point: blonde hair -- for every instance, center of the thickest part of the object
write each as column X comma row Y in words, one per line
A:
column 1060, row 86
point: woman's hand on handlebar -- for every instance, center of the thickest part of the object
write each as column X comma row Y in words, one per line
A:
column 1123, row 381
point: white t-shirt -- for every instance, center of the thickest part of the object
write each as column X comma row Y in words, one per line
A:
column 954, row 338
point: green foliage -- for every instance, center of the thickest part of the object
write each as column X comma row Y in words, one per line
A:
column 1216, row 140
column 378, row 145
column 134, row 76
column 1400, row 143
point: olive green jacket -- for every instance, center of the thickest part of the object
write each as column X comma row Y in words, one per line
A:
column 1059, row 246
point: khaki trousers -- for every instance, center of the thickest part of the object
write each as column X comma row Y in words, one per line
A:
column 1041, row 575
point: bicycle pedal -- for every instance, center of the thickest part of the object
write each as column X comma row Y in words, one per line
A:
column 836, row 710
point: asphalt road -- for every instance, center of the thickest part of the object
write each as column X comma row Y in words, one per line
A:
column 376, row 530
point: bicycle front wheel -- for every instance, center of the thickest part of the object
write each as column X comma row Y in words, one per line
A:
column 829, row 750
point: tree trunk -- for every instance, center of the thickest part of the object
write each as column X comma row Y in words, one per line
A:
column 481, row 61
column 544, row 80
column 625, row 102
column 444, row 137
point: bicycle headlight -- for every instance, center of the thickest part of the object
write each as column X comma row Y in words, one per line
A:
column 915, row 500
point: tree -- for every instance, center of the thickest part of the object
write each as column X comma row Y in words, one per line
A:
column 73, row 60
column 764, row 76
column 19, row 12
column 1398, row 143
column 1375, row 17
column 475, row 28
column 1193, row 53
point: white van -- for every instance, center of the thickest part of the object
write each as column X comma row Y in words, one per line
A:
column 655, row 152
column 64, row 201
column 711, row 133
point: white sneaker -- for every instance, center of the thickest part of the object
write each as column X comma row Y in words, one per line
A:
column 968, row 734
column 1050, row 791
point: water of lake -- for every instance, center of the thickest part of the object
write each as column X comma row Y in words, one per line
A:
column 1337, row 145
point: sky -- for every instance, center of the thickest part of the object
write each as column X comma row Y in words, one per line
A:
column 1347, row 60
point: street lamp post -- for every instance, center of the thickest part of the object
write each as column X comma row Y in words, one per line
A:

^^^^^^^^

Problem description
Reproduce all of the entries above, substituting "widest part" for every occurrence of "thickest part" and leaving everything else unchanged.

Output of the task
point: blonde hair -- for every instance, center of the widest part of the object
write each as column X comma row Y in words, one per line
A:
column 1060, row 86
point: woman's hand on handlebar -- for every instance, center of the widest part of the object
write each as column X comma row Y in words, one per line
A:
column 1123, row 381
point: white t-shirt -- for every instance, center of the widest part of the object
write each as column X comma row Y in words, one per line
A:
column 954, row 338
point: green foliage -- for every instance, center of the widest part of the object
write each as column X comma row Y in words, one per line
A:
column 1216, row 140
column 378, row 145
column 134, row 76
column 1400, row 143
point: olive green jacket -- for every instance, center of the widest part of the object
write each as column X comma row Y in words, one per line
A:
column 1059, row 246
point: khaki trousers -- for every instance, center of the widest part of the object
write each as column X comma row Y in words, one per line
A:
column 1041, row 575
point: bicycle pedal -- for every instance, center of the widest part of the object
write each as column X comma row Y in words, one per line
A:
column 836, row 710
point: asphalt road -- for every instance, center of the widest part of the object
write each as column X comma row Y in words, one per line
A:
column 376, row 530
point: bicycle front wheel -- for every instance, center of the widest part of the object
write each as column X comma row Y in words, one per line
A:
column 829, row 750
point: tree trunk -- for every instance, center of the widest part of the object
write each as column X comma row Y in words, one per line
A:
column 481, row 61
column 544, row 80
column 625, row 102
column 444, row 137
point: bicycle headlight -- for every instance, center of the widest part of the object
write each as column X comma row Y in words, one per line
A:
column 915, row 500
point: tree -- for every instance, center of the widest part of the object
write each as column X comma row Y in words, one per line
A:
column 73, row 60
column 764, row 76
column 19, row 12
column 1398, row 143
column 1375, row 17
column 475, row 28
column 1193, row 53
point: white van -- for every instance, center of the widest part of the object
write each as column X comma row Y in words, one per line
A:
column 655, row 152
column 64, row 201
column 711, row 133
point: white sneaker -- for every instance, center of the widest part of the object
write each as column X comma row Y in words, one per line
A:
column 968, row 734
column 1050, row 791
point: water of lake -- for every instance, center of the widest part of the object
write each as column X comma row Y in words, one per line
A:
column 1337, row 145
point: sky -- for every instance, center of the widest part of the object
write each as column X comma row Y in words, one per line
A:
column 1347, row 60
point: street lamp post -- for every instance, center of the widest part of the object
write each as column X comma row Y in words, one per line
A:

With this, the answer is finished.